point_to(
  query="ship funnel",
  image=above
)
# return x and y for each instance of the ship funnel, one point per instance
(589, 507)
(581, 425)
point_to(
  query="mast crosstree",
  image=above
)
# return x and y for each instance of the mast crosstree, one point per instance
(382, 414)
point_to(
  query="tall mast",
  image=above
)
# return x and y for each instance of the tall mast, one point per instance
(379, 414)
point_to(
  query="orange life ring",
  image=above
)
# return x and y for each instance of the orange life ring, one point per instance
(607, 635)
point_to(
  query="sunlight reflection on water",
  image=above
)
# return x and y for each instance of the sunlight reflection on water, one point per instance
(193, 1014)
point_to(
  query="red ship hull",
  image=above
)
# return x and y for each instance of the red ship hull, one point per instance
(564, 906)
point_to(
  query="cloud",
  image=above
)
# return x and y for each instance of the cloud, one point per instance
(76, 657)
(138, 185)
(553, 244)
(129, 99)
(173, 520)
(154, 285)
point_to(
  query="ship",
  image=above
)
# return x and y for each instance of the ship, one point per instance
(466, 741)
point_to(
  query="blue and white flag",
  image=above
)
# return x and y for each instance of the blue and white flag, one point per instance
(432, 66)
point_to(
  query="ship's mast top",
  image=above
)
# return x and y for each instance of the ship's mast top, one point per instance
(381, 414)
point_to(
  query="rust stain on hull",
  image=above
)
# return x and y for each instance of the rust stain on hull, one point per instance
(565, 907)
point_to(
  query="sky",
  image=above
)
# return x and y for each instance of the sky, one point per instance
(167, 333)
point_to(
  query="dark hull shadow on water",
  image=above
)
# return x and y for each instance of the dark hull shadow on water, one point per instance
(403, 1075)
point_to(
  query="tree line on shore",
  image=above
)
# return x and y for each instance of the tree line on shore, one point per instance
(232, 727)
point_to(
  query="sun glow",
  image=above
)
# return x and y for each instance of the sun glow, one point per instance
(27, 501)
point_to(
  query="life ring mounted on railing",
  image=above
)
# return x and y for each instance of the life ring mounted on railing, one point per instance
:::::
> _Task instructions_:
The full set of records should be duplicated exactly.

> _Exercise output_:
point_to(
  query="ship funnel",
  image=above
)
# return x and y for each instance of the ship funnel, one point per instance
(589, 507)
(581, 425)
point_to(
  query="mast crosstree",
  image=above
)
# return x and y for each instance of the mast crosstree, one point per instance
(382, 414)
point_to(
  query="tall mast",
  image=above
)
# return x and y for each instance of the tall mast, one point per instance
(379, 414)
point_to(
  query="orange life ring",
  image=above
)
# return x and y for each instance of the orange life ring, one point per instance
(607, 635)
point_to(
  query="sunlight reflection on water",
  image=above
)
# return x and y for each instance of the sunlight reflection on water, one point per instance
(193, 1014)
point_to(
  query="red ship hull",
  image=above
)
# return x and y for each instance of the red ship hull, one point per instance
(564, 906)
point_to(
  query="cloud",
  image=above
)
# return x and y for each instance of the cloud, one point per instance
(76, 657)
(138, 185)
(553, 244)
(129, 99)
(173, 520)
(154, 285)
point_to(
  query="ship",
  image=above
)
# return x and y for each instance of the ship, one point per instance
(466, 741)
point_to(
  query="blue and white flag",
  image=above
)
# return x and y for each instance of the blue and white flag, one point per instance
(432, 66)
point_to(
  query="ship's mast top",
  image=above
)
# return x and y for each instance of the ship's mast top, one point per instance
(381, 414)
point_to(
  query="rust stain on hull",
  image=above
)
# return x and y for each instance of the rust stain on hull, one point per instance
(565, 907)
point_to(
  query="sky",
  image=above
)
# return x and y for each instance of the sky, one point per instance
(167, 333)
point_to(
  query="dark hull shadow on water",
  image=above
)
# return x and y for each instance of the dark hull shadow on water, one point per instance
(403, 1075)
point_to(
  query="tree line on shore",
  image=above
)
# return x and y for each instance of the tree line on shore, one point per instance
(232, 727)
point_to(
  query="sun glow",
  image=above
)
# return x and y for each instance of the sun glow, one point per instance
(27, 501)
point_to(
  query="life ring mounted on railing",
  image=above
)
# return x and y for each instance of the life ring mounted on railing, one point per instance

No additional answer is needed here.